◆ **Your objective**:
Nothing but the entries, copied exactly, should appear in the response.

◆ **Records provided**:
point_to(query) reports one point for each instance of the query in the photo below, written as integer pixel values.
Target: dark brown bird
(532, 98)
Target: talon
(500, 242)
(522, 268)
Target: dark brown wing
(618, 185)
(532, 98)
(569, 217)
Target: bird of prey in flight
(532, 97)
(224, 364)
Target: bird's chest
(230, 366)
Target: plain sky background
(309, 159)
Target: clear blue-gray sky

◆ **Output below**:
point_to(query) reports one point for each instance of the query in the photo below, written as integer pixel values.
Target: dark brown bird
(532, 98)
Target: talon
(500, 242)
(522, 268)
Target: dark brown wing
(618, 185)
(532, 98)
(569, 217)
Target: bird of prey in flight
(532, 97)
(224, 364)
Target: bird's chest
(230, 366)
Target: plain sky background
(309, 159)
Target: clear blue-gray sky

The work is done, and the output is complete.